- PROBLEM DESCRIPTION
Could you write out every line of the items below, not only the box lines, raising each box coordinate by 106 and leaving the picture lines out?

(Dataset records)
====

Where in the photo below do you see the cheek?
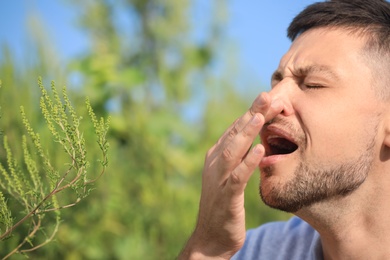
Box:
[302,104,372,161]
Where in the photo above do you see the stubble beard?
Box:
[260,137,375,213]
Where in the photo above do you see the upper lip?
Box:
[260,123,299,156]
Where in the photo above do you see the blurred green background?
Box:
[0,0,298,259]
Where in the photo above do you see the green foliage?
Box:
[0,0,289,259]
[0,79,109,259]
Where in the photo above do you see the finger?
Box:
[218,113,264,175]
[263,99,284,122]
[226,144,265,194]
[217,92,271,145]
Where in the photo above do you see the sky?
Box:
[0,0,315,88]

====

- PROBLEM SOLUTION
Where in the photo below do you see the cheek?
Box:
[408,210,478,267]
Where in the photo above do you see the stubble beard?
Box:
[366,243,481,319]
Where in the photo above do you see the upper lip?
Box:
[366,229,405,262]
Where in the photo above do you see the blurred green background?
Box:
[106,106,404,365]
Where in the photo above do you see the green foliage?
Box:
[106,106,395,365]
[106,185,215,365]
Where in the photo above do you see the finger?
Box:
[324,219,370,281]
[369,205,390,228]
[332,250,371,300]
[323,198,377,251]
Where in the photo above do you see the sky?
Box:
[106,106,421,194]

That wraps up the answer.